Task input: Begin

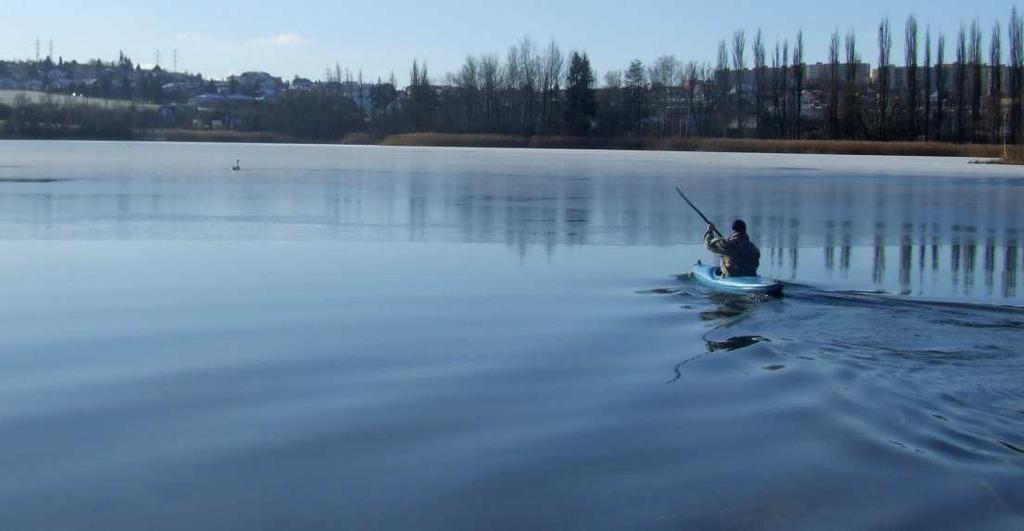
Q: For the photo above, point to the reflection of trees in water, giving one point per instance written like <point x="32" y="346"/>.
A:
<point x="857" y="221"/>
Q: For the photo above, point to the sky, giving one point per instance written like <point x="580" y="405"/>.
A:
<point x="304" y="37"/>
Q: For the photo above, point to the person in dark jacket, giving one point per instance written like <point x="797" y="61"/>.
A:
<point x="739" y="256"/>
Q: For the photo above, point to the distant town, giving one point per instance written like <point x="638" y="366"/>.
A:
<point x="946" y="88"/>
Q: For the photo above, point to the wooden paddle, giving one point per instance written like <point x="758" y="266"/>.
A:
<point x="695" y="209"/>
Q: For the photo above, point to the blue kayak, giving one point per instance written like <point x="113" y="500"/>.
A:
<point x="711" y="276"/>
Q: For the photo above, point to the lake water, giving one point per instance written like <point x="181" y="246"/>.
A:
<point x="372" y="338"/>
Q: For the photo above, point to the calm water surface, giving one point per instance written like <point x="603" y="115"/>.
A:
<point x="366" y="338"/>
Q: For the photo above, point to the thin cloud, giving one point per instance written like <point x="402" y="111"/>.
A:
<point x="194" y="38"/>
<point x="284" y="39"/>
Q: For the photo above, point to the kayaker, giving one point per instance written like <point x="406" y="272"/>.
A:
<point x="739" y="256"/>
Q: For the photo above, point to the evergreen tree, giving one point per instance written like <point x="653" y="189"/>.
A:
<point x="580" y="104"/>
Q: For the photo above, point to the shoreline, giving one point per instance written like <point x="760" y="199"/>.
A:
<point x="989" y="152"/>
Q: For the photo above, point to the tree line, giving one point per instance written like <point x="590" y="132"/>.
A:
<point x="950" y="90"/>
<point x="961" y="88"/>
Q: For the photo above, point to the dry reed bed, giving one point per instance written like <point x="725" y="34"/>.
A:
<point x="695" y="144"/>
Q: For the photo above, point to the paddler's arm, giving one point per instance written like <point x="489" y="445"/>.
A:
<point x="715" y="245"/>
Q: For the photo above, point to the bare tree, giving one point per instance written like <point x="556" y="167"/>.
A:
<point x="663" y="75"/>
<point x="941" y="86"/>
<point x="928" y="83"/>
<point x="553" y="71"/>
<point x="722" y="84"/>
<point x="489" y="74"/>
<point x="738" y="65"/>
<point x="960" y="83"/>
<point x="995" y="82"/>
<point x="636" y="84"/>
<point x="851" y="114"/>
<point x="884" y="78"/>
<point x="834" y="85"/>
<point x="1016" y="34"/>
<point x="798" y="80"/>
<point x="975" y="58"/>
<point x="760" y="78"/>
<point x="910" y="59"/>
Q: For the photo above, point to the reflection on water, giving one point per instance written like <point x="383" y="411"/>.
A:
<point x="440" y="339"/>
<point x="876" y="227"/>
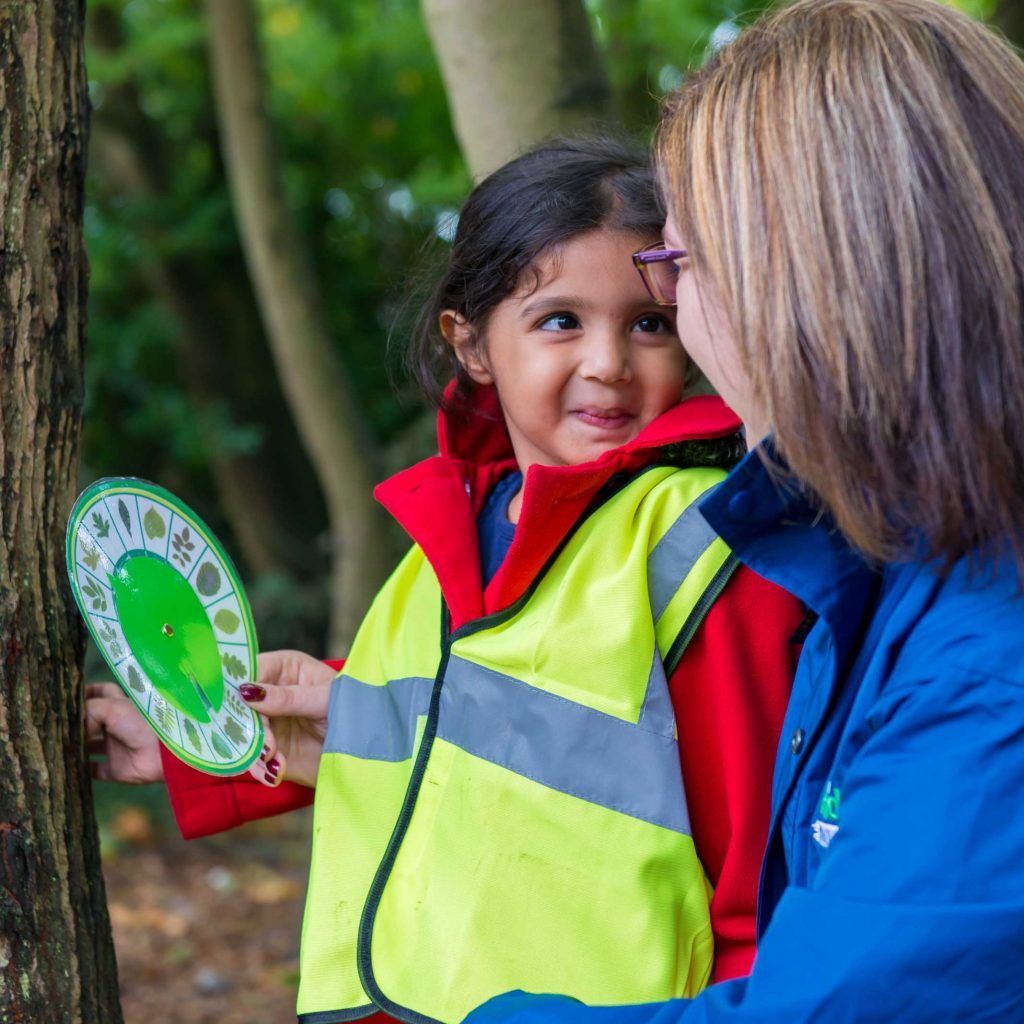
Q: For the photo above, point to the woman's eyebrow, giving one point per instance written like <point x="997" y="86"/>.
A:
<point x="552" y="304"/>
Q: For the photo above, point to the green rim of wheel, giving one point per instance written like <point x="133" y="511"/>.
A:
<point x="168" y="612"/>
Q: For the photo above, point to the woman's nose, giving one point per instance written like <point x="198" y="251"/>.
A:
<point x="606" y="357"/>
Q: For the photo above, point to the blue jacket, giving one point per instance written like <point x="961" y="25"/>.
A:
<point x="893" y="883"/>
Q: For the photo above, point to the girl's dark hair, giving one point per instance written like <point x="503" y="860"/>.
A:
<point x="536" y="202"/>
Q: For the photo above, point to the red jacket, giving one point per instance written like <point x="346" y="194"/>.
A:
<point x="729" y="691"/>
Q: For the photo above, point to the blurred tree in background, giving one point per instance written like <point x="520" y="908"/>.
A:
<point x="186" y="369"/>
<point x="180" y="384"/>
<point x="181" y="387"/>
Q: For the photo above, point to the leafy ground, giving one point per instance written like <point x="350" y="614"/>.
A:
<point x="206" y="931"/>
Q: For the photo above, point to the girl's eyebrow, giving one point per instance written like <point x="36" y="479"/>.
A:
<point x="551" y="304"/>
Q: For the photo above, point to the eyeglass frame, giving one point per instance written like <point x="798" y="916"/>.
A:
<point x="642" y="259"/>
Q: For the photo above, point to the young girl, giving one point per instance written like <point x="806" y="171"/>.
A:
<point x="500" y="799"/>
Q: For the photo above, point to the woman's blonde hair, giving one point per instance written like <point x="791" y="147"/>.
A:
<point x="849" y="178"/>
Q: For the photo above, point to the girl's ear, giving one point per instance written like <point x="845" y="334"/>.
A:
<point x="459" y="334"/>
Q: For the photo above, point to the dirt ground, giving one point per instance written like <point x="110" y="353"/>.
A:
<point x="206" y="931"/>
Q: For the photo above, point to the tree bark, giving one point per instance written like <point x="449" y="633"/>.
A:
<point x="516" y="74"/>
<point x="56" y="956"/>
<point x="313" y="380"/>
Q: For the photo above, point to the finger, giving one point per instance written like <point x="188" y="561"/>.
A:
<point x="279" y="668"/>
<point x="295" y="701"/>
<point x="270" y="772"/>
<point x="292" y="668"/>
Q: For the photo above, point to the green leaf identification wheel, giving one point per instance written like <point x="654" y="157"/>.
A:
<point x="168" y="612"/>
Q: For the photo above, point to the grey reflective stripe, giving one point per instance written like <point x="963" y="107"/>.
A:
<point x="557" y="742"/>
<point x="678" y="551"/>
<point x="656" y="713"/>
<point x="376" y="722"/>
<point x="562" y="744"/>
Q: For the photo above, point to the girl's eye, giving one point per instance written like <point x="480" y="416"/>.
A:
<point x="560" y="322"/>
<point x="652" y="325"/>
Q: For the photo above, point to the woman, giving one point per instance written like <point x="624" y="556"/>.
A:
<point x="846" y="180"/>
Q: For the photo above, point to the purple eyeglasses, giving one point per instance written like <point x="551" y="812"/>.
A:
<point x="658" y="271"/>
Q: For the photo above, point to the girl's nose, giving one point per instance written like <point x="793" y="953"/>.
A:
<point x="606" y="357"/>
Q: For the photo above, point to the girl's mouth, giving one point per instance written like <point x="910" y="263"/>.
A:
<point x="603" y="419"/>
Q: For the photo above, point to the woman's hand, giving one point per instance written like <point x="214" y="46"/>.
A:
<point x="116" y="729"/>
<point x="293" y="689"/>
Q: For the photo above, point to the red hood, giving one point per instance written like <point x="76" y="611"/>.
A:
<point x="437" y="500"/>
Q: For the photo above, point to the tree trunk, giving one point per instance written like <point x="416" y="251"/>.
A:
<point x="56" y="956"/>
<point x="313" y="380"/>
<point x="516" y="74"/>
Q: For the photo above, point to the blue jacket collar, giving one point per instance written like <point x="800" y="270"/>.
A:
<point x="766" y="519"/>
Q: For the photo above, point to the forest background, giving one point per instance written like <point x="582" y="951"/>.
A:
<point x="263" y="383"/>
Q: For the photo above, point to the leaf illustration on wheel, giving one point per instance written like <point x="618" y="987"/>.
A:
<point x="219" y="745"/>
<point x="135" y="680"/>
<point x="169" y="614"/>
<point x="235" y="732"/>
<point x="109" y="635"/>
<point x="193" y="733"/>
<point x="100" y="525"/>
<point x="233" y="667"/>
<point x="208" y="580"/>
<point x="95" y="595"/>
<point x="182" y="544"/>
<point x="163" y="714"/>
<point x="123" y="512"/>
<point x="226" y="621"/>
<point x="236" y="705"/>
<point x="153" y="523"/>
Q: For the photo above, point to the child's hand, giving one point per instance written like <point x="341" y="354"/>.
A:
<point x="116" y="728"/>
<point x="293" y="689"/>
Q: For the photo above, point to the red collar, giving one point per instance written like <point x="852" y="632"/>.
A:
<point x="436" y="501"/>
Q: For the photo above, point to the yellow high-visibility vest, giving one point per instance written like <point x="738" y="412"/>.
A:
<point x="502" y="806"/>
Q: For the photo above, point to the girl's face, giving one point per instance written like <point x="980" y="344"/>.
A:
<point x="582" y="363"/>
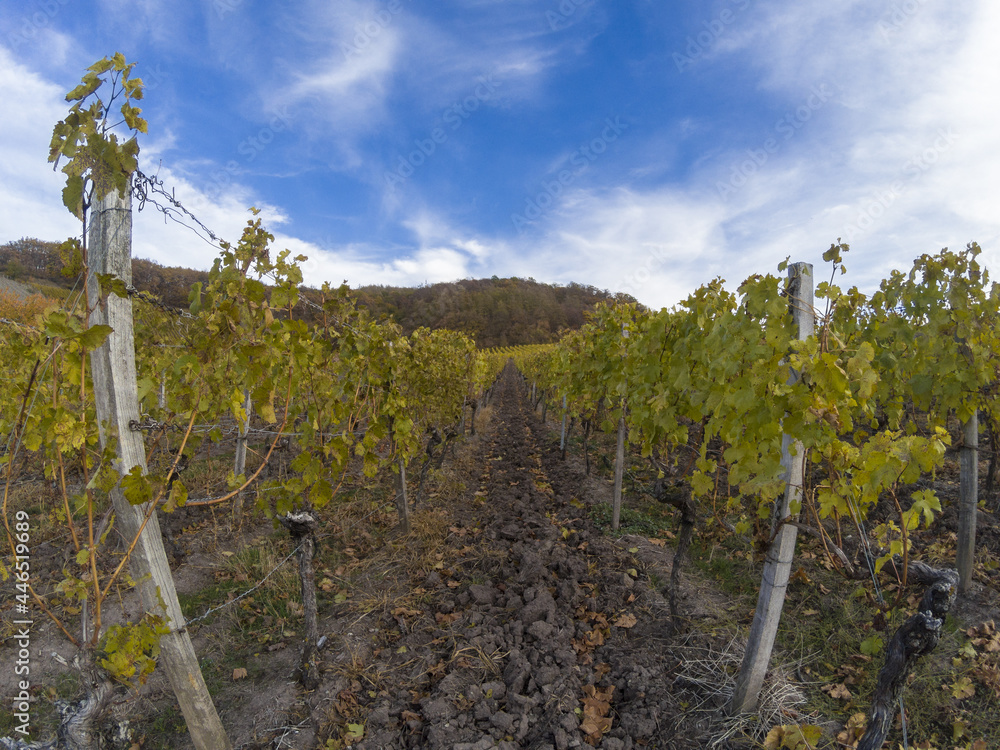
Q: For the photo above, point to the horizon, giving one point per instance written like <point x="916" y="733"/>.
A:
<point x="633" y="148"/>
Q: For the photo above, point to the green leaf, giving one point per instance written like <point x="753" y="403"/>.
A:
<point x="872" y="645"/>
<point x="73" y="195"/>
<point x="95" y="336"/>
<point x="136" y="486"/>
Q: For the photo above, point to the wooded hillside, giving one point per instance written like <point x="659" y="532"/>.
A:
<point x="493" y="312"/>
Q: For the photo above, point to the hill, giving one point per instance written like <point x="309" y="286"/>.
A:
<point x="493" y="312"/>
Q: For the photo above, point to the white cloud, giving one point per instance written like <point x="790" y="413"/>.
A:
<point x="30" y="193"/>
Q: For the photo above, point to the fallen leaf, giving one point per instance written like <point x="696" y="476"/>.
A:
<point x="839" y="690"/>
<point x="626" y="621"/>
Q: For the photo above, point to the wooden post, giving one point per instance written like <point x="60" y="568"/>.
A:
<point x="301" y="526"/>
<point x="616" y="503"/>
<point x="240" y="462"/>
<point x="616" y="507"/>
<point x="116" y="394"/>
<point x="402" y="504"/>
<point x="968" y="501"/>
<point x="562" y="438"/>
<point x="161" y="398"/>
<point x="778" y="563"/>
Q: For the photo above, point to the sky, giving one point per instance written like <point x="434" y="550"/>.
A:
<point x="636" y="146"/>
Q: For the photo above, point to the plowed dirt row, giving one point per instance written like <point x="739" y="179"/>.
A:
<point x="543" y="635"/>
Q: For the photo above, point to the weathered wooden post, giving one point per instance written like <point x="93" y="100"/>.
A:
<point x="616" y="506"/>
<point x="402" y="504"/>
<point x="116" y="395"/>
<point x="562" y="437"/>
<point x="616" y="503"/>
<point x="778" y="563"/>
<point x="968" y="501"/>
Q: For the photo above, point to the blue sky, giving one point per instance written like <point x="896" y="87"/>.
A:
<point x="636" y="146"/>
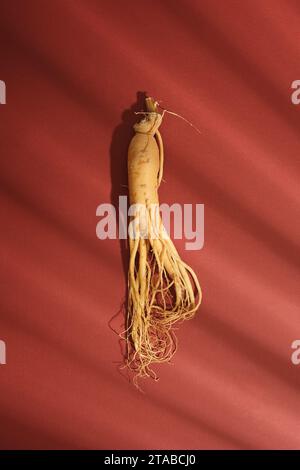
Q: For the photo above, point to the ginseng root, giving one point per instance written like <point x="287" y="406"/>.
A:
<point x="162" y="289"/>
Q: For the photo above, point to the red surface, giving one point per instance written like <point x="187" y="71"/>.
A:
<point x="71" y="69"/>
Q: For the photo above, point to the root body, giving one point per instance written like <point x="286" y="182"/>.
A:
<point x="162" y="289"/>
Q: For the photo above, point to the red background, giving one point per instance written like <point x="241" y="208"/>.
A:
<point x="73" y="70"/>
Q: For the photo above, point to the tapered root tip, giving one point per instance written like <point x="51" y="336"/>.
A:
<point x="151" y="105"/>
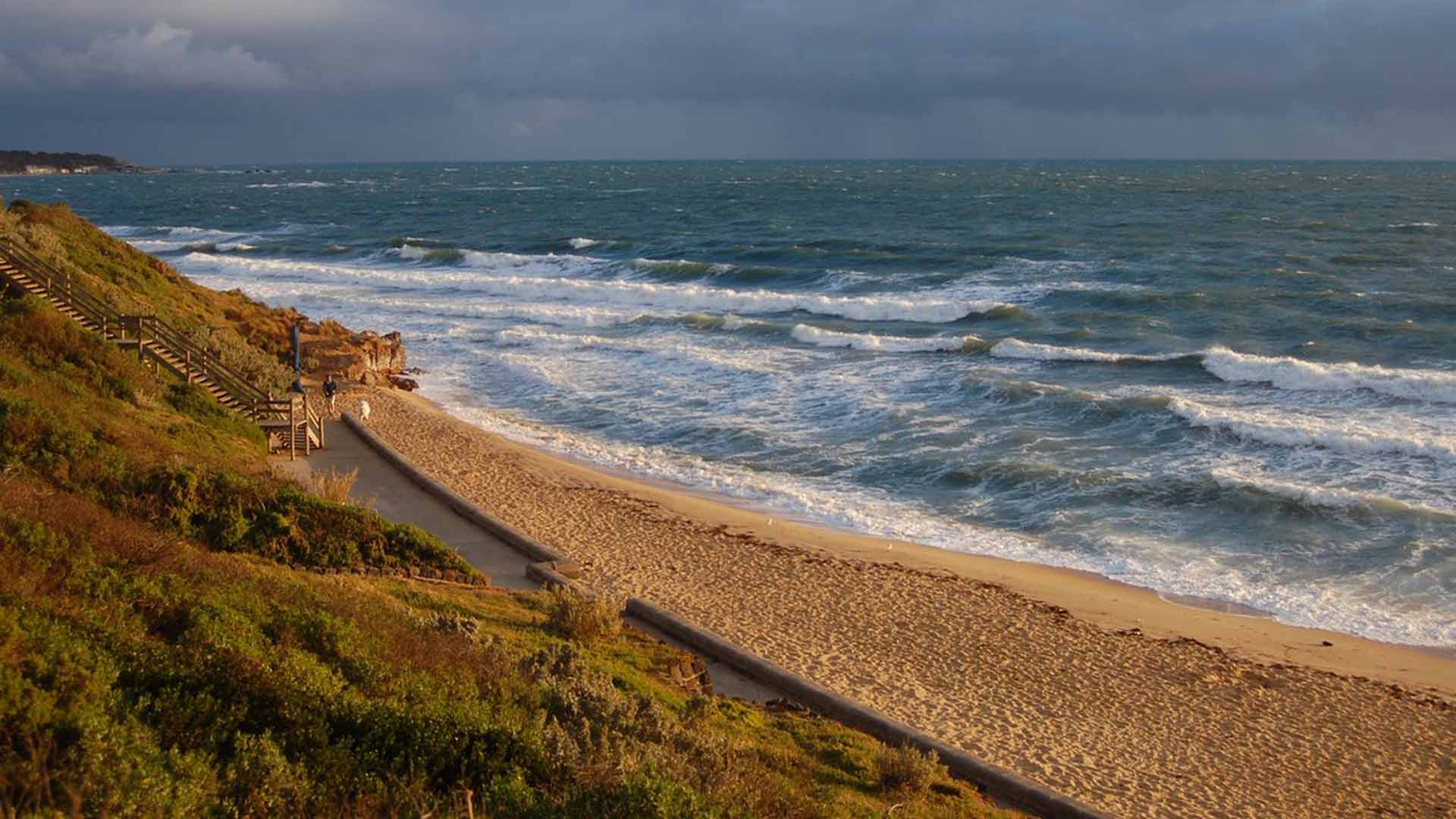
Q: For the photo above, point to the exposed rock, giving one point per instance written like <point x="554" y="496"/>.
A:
<point x="329" y="347"/>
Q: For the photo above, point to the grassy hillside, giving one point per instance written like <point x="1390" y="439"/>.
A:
<point x="185" y="632"/>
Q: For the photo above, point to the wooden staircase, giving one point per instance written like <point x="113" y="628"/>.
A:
<point x="290" y="423"/>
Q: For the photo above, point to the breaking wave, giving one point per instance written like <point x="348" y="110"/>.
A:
<point x="821" y="337"/>
<point x="1283" y="430"/>
<point x="1292" y="373"/>
<point x="1331" y="497"/>
<point x="1018" y="349"/>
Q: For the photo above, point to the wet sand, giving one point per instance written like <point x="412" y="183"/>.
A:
<point x="1098" y="689"/>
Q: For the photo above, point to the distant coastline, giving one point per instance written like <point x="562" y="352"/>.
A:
<point x="46" y="164"/>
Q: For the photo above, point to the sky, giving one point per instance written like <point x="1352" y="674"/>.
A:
<point x="187" y="82"/>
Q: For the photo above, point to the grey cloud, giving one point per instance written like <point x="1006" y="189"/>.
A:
<point x="11" y="74"/>
<point x="162" y="55"/>
<point x="770" y="77"/>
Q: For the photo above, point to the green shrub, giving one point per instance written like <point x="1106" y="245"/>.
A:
<point x="582" y="618"/>
<point x="909" y="770"/>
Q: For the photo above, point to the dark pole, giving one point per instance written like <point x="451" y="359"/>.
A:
<point x="297" y="360"/>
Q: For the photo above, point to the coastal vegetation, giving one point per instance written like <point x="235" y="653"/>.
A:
<point x="182" y="632"/>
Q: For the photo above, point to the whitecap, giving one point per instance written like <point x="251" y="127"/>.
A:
<point x="870" y="341"/>
<point x="1018" y="349"/>
<point x="1280" y="428"/>
<point x="1293" y="373"/>
<point x="1332" y="497"/>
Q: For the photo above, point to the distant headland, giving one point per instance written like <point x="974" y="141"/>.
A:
<point x="44" y="164"/>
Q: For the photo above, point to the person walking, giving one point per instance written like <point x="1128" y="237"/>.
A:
<point x="331" y="391"/>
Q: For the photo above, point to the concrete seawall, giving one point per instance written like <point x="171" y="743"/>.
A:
<point x="993" y="780"/>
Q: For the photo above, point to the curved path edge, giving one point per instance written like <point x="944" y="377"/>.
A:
<point x="993" y="780"/>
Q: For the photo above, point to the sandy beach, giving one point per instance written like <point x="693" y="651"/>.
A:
<point x="1101" y="691"/>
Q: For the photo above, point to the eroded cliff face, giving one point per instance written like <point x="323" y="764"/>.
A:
<point x="367" y="356"/>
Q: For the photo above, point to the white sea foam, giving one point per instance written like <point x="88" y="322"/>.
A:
<point x="1018" y="349"/>
<point x="676" y="297"/>
<point x="821" y="337"/>
<point x="1280" y="428"/>
<point x="1293" y="373"/>
<point x="545" y="264"/>
<point x="1149" y="561"/>
<point x="683" y="264"/>
<point x="734" y="360"/>
<point x="1334" y="497"/>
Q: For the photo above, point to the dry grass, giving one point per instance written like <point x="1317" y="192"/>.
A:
<point x="335" y="485"/>
<point x="584" y="620"/>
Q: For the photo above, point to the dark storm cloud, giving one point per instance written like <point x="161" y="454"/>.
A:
<point x="312" y="79"/>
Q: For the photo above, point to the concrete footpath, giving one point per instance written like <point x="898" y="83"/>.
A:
<point x="402" y="500"/>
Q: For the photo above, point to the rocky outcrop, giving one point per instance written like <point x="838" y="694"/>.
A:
<point x="329" y="347"/>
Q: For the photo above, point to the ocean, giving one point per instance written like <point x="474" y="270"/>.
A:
<point x="1220" y="379"/>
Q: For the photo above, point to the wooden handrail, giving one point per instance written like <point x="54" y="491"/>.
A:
<point x="152" y="331"/>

Task input: End

[Task brief]
In the records, how many lines have the word "dirt" in them? Only the number is needed.

[Result below]
2